WORK REQUEST: Count the lines in the records below that contain the string "image", matching case exactly. Reply with the number alone.

::::::::

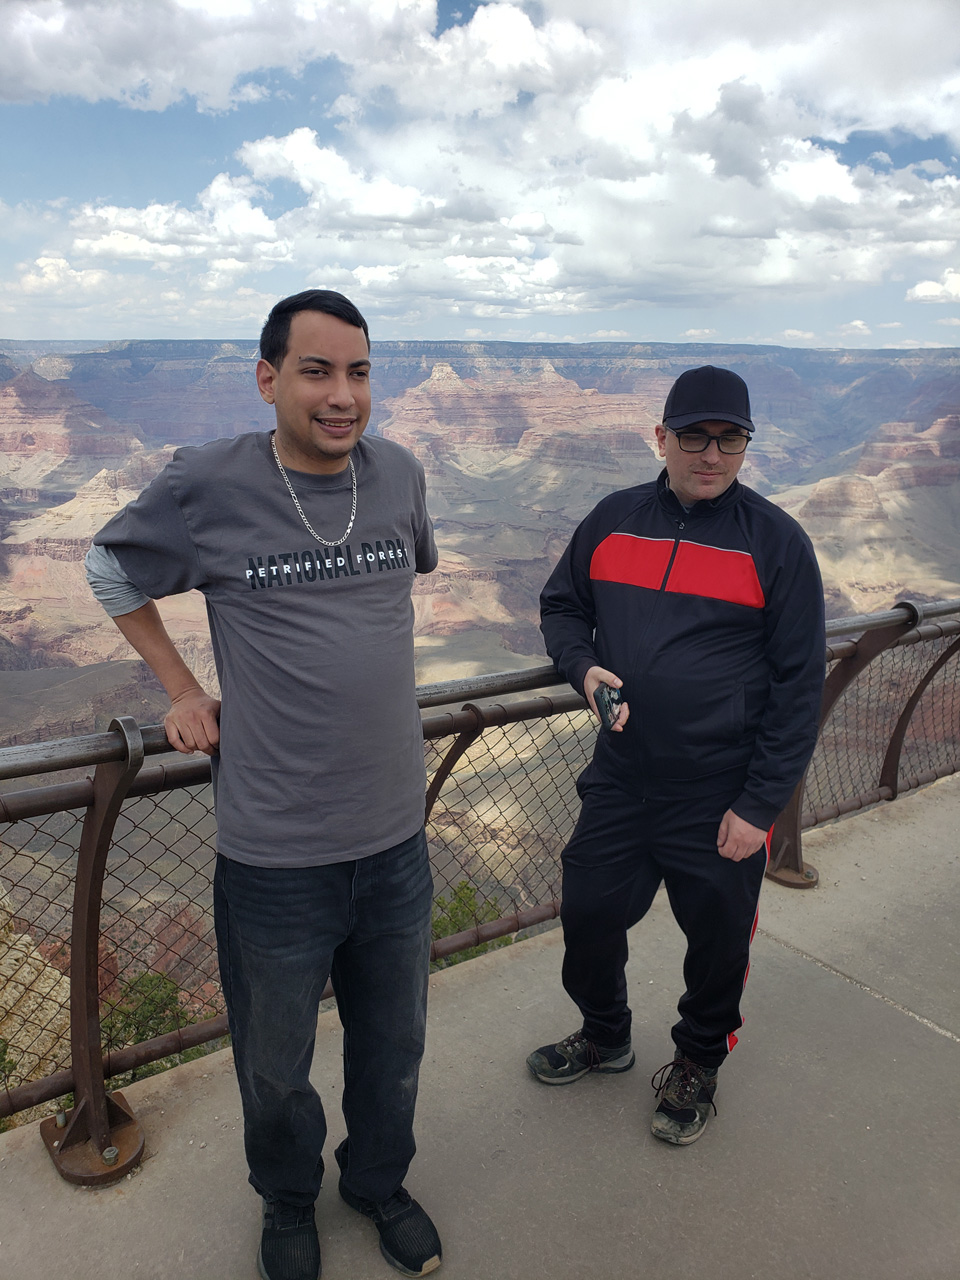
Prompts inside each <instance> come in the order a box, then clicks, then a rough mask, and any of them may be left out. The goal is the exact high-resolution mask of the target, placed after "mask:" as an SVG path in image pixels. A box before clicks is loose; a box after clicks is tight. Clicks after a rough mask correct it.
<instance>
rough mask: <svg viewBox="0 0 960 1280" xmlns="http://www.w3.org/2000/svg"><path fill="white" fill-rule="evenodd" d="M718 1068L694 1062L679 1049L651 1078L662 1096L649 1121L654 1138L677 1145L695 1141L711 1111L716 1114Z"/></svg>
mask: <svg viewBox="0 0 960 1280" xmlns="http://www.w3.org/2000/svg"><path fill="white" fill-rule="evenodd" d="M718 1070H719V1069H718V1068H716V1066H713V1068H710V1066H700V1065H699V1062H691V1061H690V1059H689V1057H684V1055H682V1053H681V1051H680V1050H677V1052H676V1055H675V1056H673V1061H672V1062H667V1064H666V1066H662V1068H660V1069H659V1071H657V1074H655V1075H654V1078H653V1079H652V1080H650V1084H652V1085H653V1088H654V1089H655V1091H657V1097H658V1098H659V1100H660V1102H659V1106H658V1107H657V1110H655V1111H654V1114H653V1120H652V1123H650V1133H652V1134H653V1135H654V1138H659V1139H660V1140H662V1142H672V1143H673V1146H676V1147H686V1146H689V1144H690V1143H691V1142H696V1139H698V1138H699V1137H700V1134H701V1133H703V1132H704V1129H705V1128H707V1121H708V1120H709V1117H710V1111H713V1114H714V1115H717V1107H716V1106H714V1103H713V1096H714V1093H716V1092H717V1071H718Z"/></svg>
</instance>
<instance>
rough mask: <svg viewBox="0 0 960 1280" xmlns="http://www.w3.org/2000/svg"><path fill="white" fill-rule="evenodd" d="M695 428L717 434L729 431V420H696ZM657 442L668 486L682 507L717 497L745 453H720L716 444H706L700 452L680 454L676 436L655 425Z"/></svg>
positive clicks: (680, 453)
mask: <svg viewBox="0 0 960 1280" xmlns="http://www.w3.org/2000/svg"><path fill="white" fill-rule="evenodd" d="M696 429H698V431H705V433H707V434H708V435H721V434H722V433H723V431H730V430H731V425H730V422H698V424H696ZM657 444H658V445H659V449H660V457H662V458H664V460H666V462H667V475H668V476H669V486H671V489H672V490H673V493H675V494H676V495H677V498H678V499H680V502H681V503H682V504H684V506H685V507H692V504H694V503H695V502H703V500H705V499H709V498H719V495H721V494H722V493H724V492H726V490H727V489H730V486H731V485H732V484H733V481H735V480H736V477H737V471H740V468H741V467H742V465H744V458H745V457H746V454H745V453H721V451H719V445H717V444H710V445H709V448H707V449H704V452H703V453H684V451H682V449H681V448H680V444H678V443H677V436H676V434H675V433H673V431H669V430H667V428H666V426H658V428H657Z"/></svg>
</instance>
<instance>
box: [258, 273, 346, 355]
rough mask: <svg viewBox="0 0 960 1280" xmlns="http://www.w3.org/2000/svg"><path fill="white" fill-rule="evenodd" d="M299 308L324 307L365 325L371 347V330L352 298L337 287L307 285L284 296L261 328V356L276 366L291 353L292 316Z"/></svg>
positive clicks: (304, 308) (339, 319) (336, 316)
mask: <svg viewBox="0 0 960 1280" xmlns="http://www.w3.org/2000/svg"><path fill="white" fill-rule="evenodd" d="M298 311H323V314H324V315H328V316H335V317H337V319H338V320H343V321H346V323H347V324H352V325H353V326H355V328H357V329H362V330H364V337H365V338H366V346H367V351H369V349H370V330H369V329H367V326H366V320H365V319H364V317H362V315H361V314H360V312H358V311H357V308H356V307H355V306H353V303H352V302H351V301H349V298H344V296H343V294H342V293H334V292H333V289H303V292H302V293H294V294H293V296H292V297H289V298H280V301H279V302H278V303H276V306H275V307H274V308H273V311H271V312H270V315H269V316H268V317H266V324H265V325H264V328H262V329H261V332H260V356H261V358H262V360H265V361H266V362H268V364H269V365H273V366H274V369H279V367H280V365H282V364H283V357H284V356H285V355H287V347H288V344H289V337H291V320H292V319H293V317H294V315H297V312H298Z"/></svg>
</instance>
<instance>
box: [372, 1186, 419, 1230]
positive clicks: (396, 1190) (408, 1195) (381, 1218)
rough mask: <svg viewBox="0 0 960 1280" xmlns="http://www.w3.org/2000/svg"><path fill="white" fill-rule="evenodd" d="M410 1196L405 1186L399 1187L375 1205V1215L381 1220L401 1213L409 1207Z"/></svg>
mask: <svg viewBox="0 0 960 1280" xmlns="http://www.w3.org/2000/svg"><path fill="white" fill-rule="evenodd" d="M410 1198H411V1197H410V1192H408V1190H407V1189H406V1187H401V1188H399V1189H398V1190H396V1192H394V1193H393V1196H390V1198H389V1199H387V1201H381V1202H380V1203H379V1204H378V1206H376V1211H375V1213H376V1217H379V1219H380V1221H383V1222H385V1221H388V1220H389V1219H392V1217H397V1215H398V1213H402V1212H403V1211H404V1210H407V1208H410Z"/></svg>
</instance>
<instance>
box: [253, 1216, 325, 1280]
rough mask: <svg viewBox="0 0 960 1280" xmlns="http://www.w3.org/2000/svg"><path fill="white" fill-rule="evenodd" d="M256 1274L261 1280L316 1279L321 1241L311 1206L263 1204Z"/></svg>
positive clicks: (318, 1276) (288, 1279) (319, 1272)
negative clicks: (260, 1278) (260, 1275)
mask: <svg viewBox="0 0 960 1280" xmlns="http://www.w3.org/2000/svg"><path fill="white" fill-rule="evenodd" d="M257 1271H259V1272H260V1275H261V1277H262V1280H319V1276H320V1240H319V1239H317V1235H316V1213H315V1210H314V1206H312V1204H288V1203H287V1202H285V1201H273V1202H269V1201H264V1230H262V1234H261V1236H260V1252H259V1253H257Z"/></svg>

::::::::

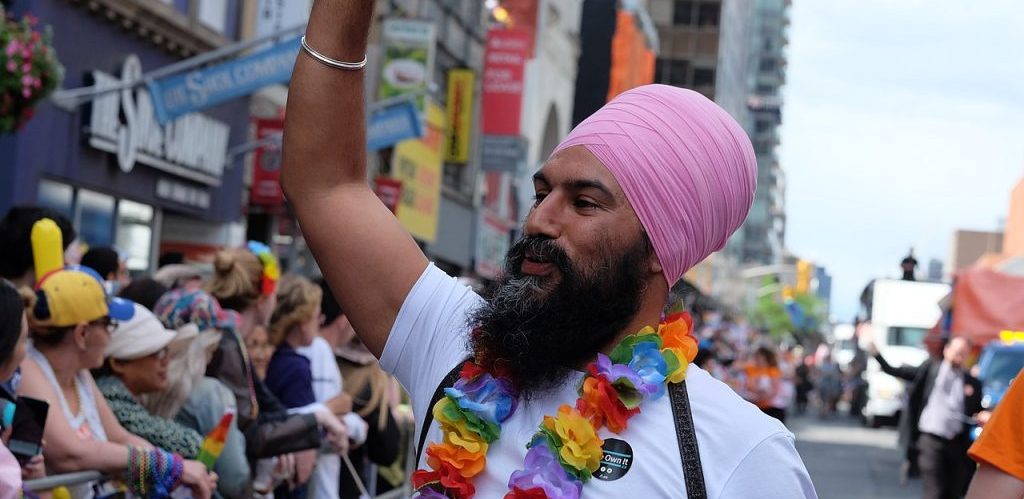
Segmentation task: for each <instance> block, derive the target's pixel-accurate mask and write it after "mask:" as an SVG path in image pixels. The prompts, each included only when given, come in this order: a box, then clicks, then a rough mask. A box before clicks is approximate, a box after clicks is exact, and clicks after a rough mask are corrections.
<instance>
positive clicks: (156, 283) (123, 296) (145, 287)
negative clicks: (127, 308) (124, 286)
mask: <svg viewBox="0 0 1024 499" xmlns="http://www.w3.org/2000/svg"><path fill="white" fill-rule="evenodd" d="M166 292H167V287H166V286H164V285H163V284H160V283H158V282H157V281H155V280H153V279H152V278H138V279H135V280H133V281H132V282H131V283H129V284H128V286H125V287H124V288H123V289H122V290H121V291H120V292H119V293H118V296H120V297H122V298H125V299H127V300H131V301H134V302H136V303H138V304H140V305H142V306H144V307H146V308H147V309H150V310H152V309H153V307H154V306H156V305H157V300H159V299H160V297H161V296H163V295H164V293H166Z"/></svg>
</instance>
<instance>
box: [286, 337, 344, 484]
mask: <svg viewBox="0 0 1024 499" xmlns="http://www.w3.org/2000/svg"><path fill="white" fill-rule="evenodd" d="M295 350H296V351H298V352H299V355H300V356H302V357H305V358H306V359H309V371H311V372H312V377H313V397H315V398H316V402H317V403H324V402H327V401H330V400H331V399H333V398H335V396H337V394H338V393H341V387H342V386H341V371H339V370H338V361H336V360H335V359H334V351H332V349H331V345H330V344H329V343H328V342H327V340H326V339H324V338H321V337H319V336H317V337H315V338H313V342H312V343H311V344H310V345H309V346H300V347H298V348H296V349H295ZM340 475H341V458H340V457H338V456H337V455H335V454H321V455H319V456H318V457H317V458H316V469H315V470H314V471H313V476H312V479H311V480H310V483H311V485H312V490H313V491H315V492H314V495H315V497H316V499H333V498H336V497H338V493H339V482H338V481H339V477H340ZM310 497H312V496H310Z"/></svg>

::::::::

EXPECTED ANSWER: 2